***** PASSAGE PROVIDED *****

App Catalog
Sign Up Sign In
Classify Microbes with GTDB-Tk - v2.3.2
kb_gtdbtk

v.1.4.0

Launch

Obtain objective taxonomic assignments for bacterial and archaeal genomes based on the Genome Taxonomy Database (GTDB)

Description

GTDB-Tk v2.3.2 is a software toolkit for assigning objective taxonomic classifications to bacterial and archaeal genomes. It is designed to work with recent advances that allow hundreds or thousands of metagenome-assembled genomes (MAGs) to be obtained directly from environmental samples. It can also be applied to isolate and single-cell genomes. If the input is a GenomeSet, the App will optionally overwrite the Taxonomy information in the Genome object(s).

Notes:

As of v2.0.0, the GTDB-Tk Classify workflow by default uses class-level subtrees rather than the entire Bacterial tree. This uses far less memory. An option to use the full tree is provided.

As of v2.0.0, intermediate files in the classification workflow are deleted. An option to keep those intermediate files is provided.

Individual Genome objects must first be placed into a GenomeSet to be used as input. This is to avoid accidentally running the App multiple times, once for each Genome, which is very inefficient. Similarly, individual Assembly objects must be placed into an AssemblySet object. The utility Apps Build GenomeSet or Build AssemblySet can be used for this purpose.


Tool and Data Sources:

GTDB-Tk v2.3.2 is installed from https://github.com/Ecogenomics/GTDBTk

This app is using gtdbtk release 207 data gtdbtk_r207_v2_data.tar.gz and release 214 data gtdbtk_r214_data.tar.gz and accompanying metadata ar53_metadata_r[207/214].tsv and bac120_metadata_r[207/214]. These reference data correspond to the GTDB R07-RS207 and R08-RS214 releases respectively.

The Genome Taxonomy Database (GTDB) is constructed from RefSeq and Genbank genomes, and releases are indexed to RefSeq releases. All genomes are quality controlled using CheckM and those statistics can be found on the GTDB website.


Usage

GTDB-Tk Classify will place your Binned Contigs, Assemblies, or Genomes (from a GenomeSet or a Species Tree) into the GTDB Taxonomy. Additionally, if your queries are Genome objects, the KBase implementation will allow the user to copy the GTDB species representative Genome objects to their Narrative, as well as any members in the Species Tree from the GTDB-Tk classify placement. Options for those copy operations, as well as whether to overwrite any existing taxonomic classification in the query genome objects, are available, as described in the Parameters section below.

In addition to the visual reports (see below) and the GTDB species representative Genome objects, this App has the option of generative KBase Species Tree objects, which can be used in subsequent analyses such as Pangenome Calculations with the mOTUpan App.

*****

◆ TO DO
1. Using the GTDB-Tk app description, say whether each statement below agrees with it, answering yes or no and quoting the deciding words: (a) Starting with v2.0.0, the Classify workflow uses class-level subtrees by default. (b) Starting with v2.0.0, intermediate files from the classification workflow are kept by default. (c) Every genome in the GTDB is quality controlled with CheckM.
2. Return the portion of the GTDB-Tk app description between "As of v2.0.0, intermediate" and "for this purpose.", inclusive.

***** SUPPLIED INFORMATION *****

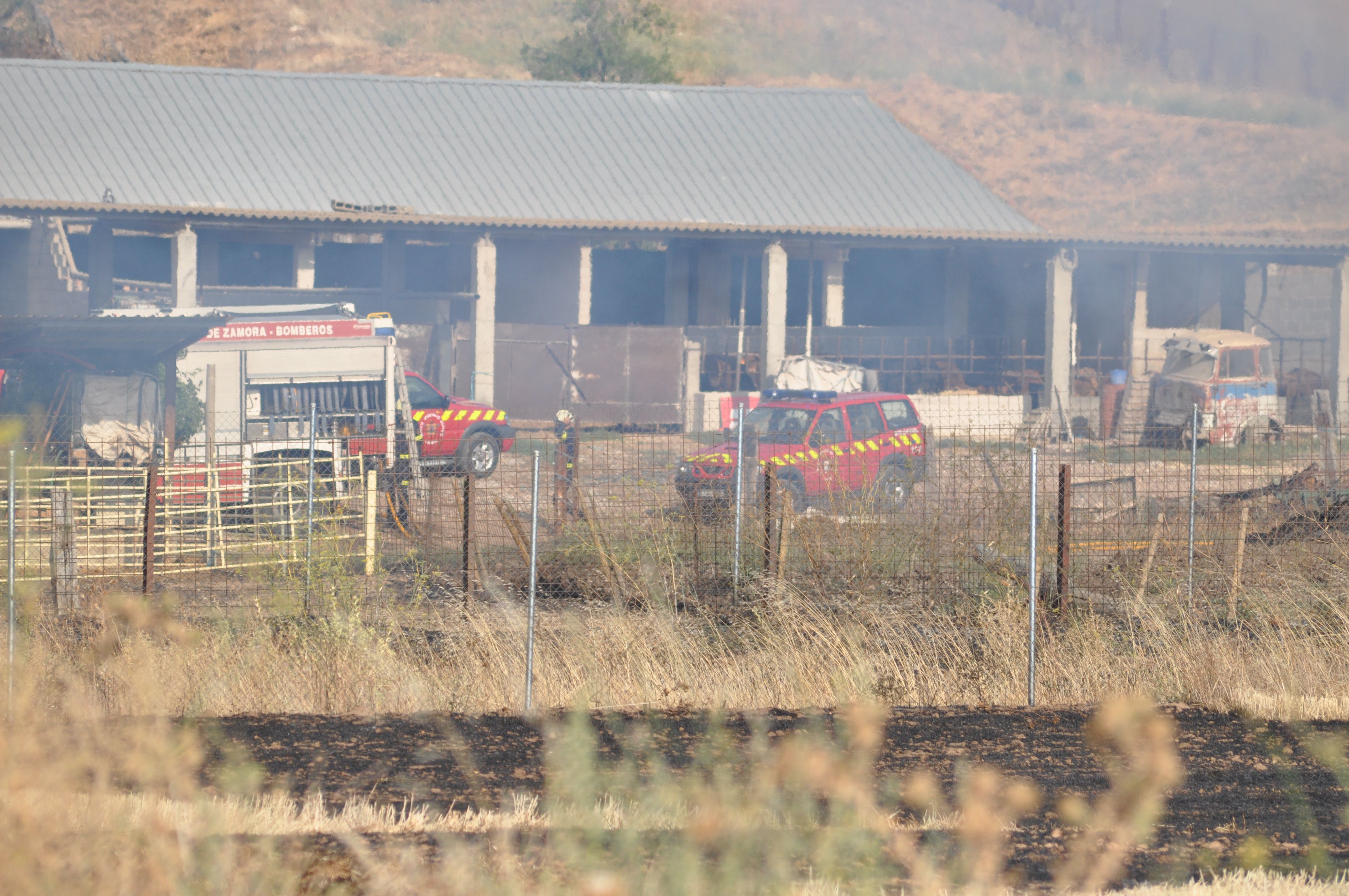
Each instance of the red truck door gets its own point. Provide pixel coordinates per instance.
(902, 424)
(868, 449)
(829, 438)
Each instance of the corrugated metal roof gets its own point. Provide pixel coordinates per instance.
(512, 152)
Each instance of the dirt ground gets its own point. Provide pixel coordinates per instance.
(1243, 778)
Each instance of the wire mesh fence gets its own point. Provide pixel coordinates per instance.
(882, 508)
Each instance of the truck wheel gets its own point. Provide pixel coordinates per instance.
(792, 486)
(893, 486)
(479, 455)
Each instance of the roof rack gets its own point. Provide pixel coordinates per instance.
(800, 395)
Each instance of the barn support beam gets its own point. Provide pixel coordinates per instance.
(1139, 316)
(1340, 339)
(834, 289)
(774, 312)
(1058, 333)
(183, 261)
(585, 292)
(679, 262)
(957, 295)
(485, 320)
(100, 265)
(305, 264)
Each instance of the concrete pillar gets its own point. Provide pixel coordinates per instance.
(305, 264)
(1139, 316)
(1058, 330)
(100, 265)
(585, 292)
(834, 289)
(393, 265)
(775, 312)
(957, 295)
(485, 320)
(1340, 339)
(183, 262)
(678, 262)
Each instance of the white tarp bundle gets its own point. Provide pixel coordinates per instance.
(799, 372)
(119, 415)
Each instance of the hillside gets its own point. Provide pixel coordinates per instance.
(1064, 113)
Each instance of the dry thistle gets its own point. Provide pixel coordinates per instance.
(1136, 747)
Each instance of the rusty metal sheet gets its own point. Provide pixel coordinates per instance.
(531, 369)
(632, 376)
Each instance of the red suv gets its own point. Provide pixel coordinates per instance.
(456, 435)
(819, 443)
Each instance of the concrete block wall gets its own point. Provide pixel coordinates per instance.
(1289, 301)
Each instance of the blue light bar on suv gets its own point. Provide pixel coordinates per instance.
(799, 395)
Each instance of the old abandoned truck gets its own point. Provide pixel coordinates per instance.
(274, 372)
(1228, 374)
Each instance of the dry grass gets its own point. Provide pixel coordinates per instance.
(114, 809)
(1287, 660)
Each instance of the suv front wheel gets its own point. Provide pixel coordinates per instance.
(893, 486)
(479, 455)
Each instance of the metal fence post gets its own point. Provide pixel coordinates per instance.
(740, 482)
(10, 517)
(1195, 458)
(65, 584)
(1064, 594)
(148, 563)
(1030, 677)
(533, 590)
(310, 509)
(467, 524)
(372, 505)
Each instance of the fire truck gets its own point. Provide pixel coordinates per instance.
(280, 374)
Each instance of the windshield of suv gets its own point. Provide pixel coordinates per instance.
(780, 426)
(422, 396)
(1189, 365)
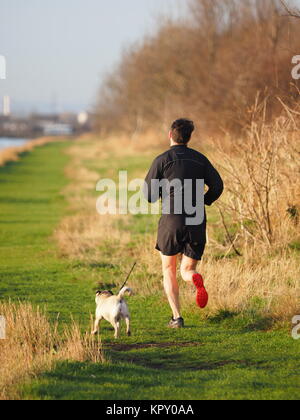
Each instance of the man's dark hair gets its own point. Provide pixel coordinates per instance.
(182, 130)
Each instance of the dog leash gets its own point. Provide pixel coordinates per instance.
(133, 267)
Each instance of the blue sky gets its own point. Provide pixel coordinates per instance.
(58, 51)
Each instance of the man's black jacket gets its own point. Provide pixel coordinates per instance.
(183, 163)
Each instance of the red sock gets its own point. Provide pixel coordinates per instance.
(202, 296)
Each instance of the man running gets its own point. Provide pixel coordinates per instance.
(178, 234)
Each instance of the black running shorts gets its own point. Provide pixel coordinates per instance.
(174, 237)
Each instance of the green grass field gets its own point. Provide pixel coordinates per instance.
(226, 357)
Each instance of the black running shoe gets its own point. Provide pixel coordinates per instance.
(176, 323)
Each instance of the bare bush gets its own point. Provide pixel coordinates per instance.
(261, 172)
(208, 67)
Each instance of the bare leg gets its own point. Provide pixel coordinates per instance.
(127, 320)
(188, 268)
(171, 284)
(96, 328)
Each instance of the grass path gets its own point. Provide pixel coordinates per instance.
(228, 357)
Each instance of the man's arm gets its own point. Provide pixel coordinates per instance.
(215, 184)
(151, 194)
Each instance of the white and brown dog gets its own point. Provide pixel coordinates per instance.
(113, 309)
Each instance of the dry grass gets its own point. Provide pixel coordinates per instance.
(266, 277)
(263, 193)
(12, 154)
(32, 345)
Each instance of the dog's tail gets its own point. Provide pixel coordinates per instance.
(123, 291)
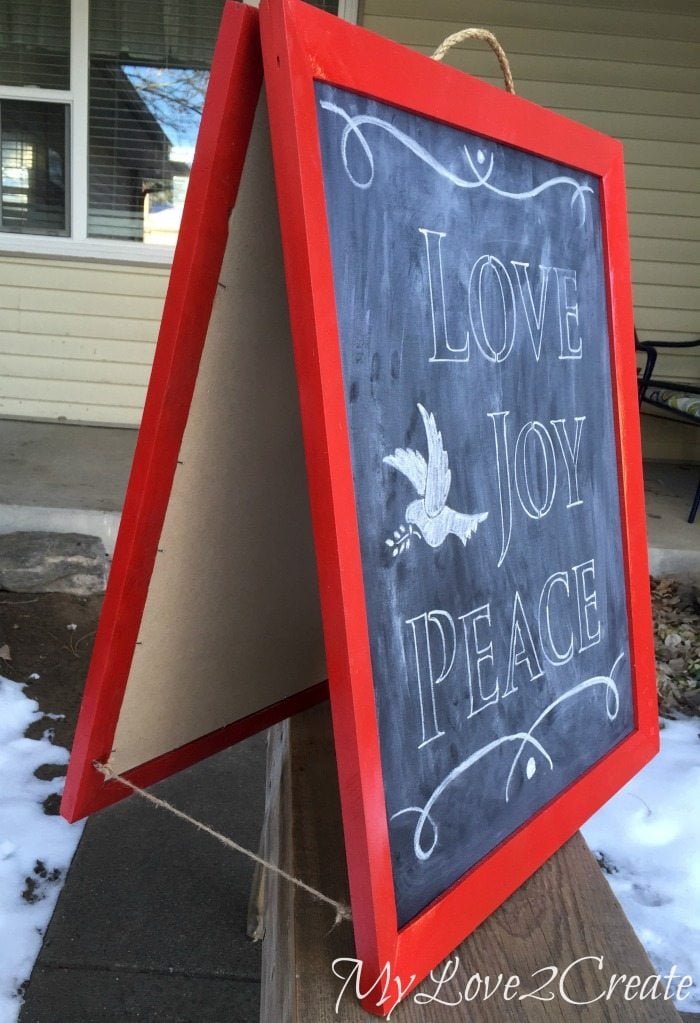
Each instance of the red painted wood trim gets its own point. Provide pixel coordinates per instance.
(300, 45)
(226, 123)
(163, 766)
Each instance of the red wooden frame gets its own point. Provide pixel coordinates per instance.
(225, 129)
(302, 45)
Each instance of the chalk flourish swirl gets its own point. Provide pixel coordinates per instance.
(481, 179)
(524, 739)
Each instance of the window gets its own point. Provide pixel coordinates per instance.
(99, 107)
(33, 140)
(34, 58)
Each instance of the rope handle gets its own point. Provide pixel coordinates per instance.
(485, 36)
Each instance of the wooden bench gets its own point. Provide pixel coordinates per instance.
(682, 400)
(566, 910)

*****

◆ EXPECTED RESULTS
1.
(a) Yes: "As of v2.0.0, the GTDB-Tk Classify workflow by default uses class-level subtrees rather than the entire Bacterial tree."
(b) No: "As of v2.0.0, intermediate files in the classification workflow are deleted."
(c) Yes: "All genomes are quality controlled using CheckM"

2.
As of v2.0.0, intermediate files in the classification workflow are deleted. An option to keep those intermediate files is provided.

Individual Genome objects must first be placed into a GenomeSet to be used as input. This is to avoid accidentally running the App multiple times, once for each Genome, which is very inefficient. Similarly, individual Assembly objects must be placed into an AssemblySet object. The utility Apps Build GenomeSet or Build AssemblySet can be used for this purpose.